Content starts

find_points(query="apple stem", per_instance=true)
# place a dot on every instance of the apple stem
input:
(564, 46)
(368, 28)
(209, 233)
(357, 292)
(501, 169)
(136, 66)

Content ends
Content starts

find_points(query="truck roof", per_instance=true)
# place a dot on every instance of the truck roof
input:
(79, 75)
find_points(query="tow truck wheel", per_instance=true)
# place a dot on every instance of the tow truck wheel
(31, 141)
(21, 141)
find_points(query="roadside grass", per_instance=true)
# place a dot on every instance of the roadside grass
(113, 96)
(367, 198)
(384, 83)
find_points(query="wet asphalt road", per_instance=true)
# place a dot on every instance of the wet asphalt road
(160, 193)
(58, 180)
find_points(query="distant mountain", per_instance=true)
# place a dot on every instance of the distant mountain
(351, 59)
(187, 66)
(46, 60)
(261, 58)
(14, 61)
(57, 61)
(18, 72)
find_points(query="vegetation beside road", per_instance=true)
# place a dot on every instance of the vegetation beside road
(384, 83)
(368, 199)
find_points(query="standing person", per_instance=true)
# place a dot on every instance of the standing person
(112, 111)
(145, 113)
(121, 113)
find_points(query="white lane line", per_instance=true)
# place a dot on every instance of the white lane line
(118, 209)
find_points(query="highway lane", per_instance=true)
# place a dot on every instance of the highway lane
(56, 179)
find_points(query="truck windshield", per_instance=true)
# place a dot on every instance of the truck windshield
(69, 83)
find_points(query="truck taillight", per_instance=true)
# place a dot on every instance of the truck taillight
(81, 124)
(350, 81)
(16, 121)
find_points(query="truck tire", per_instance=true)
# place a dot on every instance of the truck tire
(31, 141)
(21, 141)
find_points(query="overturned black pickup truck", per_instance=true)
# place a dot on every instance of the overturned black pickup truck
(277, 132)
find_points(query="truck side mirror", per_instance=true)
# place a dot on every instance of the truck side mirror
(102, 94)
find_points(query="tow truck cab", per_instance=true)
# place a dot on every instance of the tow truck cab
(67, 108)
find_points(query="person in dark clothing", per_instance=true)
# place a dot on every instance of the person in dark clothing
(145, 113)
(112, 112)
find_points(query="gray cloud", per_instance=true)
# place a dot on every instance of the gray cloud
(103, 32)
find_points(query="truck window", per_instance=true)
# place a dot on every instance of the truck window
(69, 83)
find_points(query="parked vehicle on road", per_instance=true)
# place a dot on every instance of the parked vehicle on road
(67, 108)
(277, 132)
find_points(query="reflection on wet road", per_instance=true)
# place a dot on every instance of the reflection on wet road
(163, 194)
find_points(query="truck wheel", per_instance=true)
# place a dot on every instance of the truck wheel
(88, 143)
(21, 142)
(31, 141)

Content ends
Content starts

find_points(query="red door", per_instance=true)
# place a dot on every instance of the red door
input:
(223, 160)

Content ends

▶ _Action item_
Return all lines in the entries above that carry the word "apple".

▶ _Answer_
find_points(query="apple stem", per_instance=true)
# place a dot on every instance of the apple stem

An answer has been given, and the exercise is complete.